-- Exercise passage follows --

Eastern Europe the new Asia?

Hungary has become one of the most important players in the European electronics industry. There are tax incentives, low export tariffs, the country is close to the West European market, the infrastructure is well-developed and labour is cheap. This has prompted electronics giants such as Nokia, Samsung and Foxconn to move some of their production to Hungary. Although the components are still manufactured in Asia, much of the assembly work is now carried out in Hungary.

Flextime a little too flexible

Hungary’s labour rules also make it attractive for companies to move their production to the country. The labour rules permit a flexible time registration system which can turn overtime into flextime. In the so-called ”Time-bank system”, working hours are not calculated per day but over a longer period. This gives the employer flexibility to pay a regular wage rate instead of overtime payment over a period. According to the report, the ”Time-bank system” violates international labour standards, which set a work week limit of 60 hours, 12 of which should be paid as overtime.

Long work days detrimental to health

The long work days at a low wage is not the only concern for the Hungarian factory workers who assemble mobile phones for European consumers. The survey documents that health and safety is also affected by the 12-hour work days, which can vary between night and day shifts. Problems documented included dizziness, back pain and fatigue. At Flextronics’ factory the working conditions are so taxing that an ambulance from the local hospital stops by several times per week to pick up employees who either feel ill, have passed out, or suffer from high blood pressure or stress.

Strategies and compliance is not enough

Although the examined companies comply with Hungarian legislation and their global CSR strategies have been implemented and are monitored locally in Hungary, this is insufficient to prevent violation of fundamental labour rights, the survey argues. ”Maybe the factories comply with Hungarian rules, but it is still Samsung and Nokia’s responsibility to ensure that their products are manufactured under decent conditions,” says Claus Jørgensen of the Danish Consumer Council to Claus Jørgensen advises consumers to make demands on the companies when choosing which products to place under the Christmas tree. However, he acknowledges that it is difficult for consumers to perceive how the products have been made.

-- Exercise passage concluded --
-- Given data follows --

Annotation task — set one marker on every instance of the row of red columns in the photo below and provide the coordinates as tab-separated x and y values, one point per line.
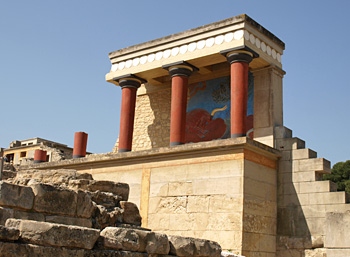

-- Given data concluded --

• _Assignment_
Rewrite the stretch of the passage on Hungarian electronics factories from "Strategies and compliance" through "have been made.", swapping "legislation" for "law". The listing has no connection to the passage on Hungarian electronics factories.

• _Answer to this task_
Strategies and compliance is not enough

Although the examined companies comply with Hungarian law and their global CSR strategies have been implemented and are monitored locally in Hungary, this is insufficient to prevent violation of fundamental labour rights, the survey argues. ”Maybe the factories comply with Hungarian rules, but it is still Samsung and Nokia’s responsibility to ensure that their products are manufactured under decent conditions,” says Claus Jørgensen of the Danish Consumer Council to Claus Jørgensen advises consumers to make demands on the companies when choosing which products to place under the Christmas tree. However, he acknowledges that it is difficult for consumers to perceive how the products have been made.